§ **DIRECTIONS**:
Copy the entries below from the start through the line containing "xmin=402 ymin=659 xmax=473 ymax=900", substituting "stone wall" for "concrete wall" and leaving everything else unchanged.

— start of DATA EXCERPTS —

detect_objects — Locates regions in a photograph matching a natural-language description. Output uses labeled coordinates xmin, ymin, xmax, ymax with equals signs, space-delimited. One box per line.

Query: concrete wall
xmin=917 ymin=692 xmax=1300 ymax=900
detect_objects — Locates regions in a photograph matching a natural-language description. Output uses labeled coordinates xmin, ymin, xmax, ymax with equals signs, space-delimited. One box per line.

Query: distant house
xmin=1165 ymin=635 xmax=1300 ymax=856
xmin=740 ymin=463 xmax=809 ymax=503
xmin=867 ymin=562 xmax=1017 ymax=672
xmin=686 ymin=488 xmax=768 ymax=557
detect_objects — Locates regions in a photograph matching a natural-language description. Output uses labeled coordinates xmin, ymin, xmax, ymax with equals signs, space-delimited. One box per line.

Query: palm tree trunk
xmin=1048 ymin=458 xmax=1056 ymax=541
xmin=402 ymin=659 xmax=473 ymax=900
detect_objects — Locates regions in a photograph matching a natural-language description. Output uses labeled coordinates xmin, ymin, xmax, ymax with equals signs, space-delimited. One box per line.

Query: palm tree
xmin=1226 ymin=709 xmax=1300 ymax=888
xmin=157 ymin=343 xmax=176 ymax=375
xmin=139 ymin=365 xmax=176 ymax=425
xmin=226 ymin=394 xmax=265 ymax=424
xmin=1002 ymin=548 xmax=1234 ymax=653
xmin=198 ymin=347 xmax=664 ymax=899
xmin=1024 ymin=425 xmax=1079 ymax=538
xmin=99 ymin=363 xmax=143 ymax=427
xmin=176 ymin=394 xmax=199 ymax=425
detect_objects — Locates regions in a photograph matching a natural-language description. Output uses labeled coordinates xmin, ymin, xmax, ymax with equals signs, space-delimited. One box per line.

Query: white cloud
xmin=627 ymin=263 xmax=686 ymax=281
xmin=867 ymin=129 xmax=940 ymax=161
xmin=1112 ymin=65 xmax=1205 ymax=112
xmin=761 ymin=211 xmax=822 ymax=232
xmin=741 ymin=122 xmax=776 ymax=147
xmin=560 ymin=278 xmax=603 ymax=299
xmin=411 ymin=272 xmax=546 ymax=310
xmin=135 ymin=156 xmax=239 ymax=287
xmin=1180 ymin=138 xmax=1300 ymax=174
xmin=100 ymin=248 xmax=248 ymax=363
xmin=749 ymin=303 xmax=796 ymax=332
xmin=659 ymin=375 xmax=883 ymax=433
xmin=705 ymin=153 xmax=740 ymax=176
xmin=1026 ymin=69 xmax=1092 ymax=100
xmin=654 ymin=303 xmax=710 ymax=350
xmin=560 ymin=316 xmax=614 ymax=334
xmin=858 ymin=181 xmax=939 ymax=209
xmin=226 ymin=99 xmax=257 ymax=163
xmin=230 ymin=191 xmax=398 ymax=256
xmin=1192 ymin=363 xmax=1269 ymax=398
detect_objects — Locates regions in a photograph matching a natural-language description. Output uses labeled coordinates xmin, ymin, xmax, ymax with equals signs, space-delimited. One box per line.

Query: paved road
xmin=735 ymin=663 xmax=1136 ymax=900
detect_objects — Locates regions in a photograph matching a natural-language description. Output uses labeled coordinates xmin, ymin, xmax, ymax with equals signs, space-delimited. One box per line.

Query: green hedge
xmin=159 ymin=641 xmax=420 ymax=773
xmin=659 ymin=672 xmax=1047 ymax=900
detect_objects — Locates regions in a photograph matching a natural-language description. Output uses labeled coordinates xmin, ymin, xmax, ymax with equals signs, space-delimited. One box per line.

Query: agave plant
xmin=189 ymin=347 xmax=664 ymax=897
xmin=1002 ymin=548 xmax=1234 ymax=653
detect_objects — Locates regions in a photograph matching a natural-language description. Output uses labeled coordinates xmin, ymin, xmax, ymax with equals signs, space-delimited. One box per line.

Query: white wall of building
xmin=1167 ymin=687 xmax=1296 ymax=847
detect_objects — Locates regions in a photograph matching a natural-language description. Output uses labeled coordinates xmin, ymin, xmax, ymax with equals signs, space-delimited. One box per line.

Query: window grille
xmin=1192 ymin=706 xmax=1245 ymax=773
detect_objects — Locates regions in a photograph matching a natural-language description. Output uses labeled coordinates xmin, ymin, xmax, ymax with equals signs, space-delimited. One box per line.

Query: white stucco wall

— end of DATA EXCERPTS —

§ **PROBLEM SOLUTION**:
detect_objects — Locates regions in a photograph matching a natural-language description. Output uses labeled coordinates xmin, ymin, xmax, ymax with equals signs, space-delimited. One box per line.

Query: stone wall
xmin=917 ymin=692 xmax=1300 ymax=900
detect_objects — Locates regions in a photograph matching a natural-language description. Output uses labeled coordinates xmin, ymin, xmax, ymax with equals signs, space-delimited. One box per line.

Query: distant house
xmin=1165 ymin=635 xmax=1300 ymax=856
xmin=740 ymin=463 xmax=809 ymax=503
xmin=867 ymin=562 xmax=1017 ymax=672
xmin=686 ymin=488 xmax=768 ymax=557
detect_objects — Locates regions in a photograph matching a natural-language description. Output uses labeled coordinates xmin, ymin, xmax, ymax with equals signs, space-delimited. One box per line.

Query: palm tree trunk
xmin=1048 ymin=458 xmax=1056 ymax=541
xmin=402 ymin=659 xmax=473 ymax=900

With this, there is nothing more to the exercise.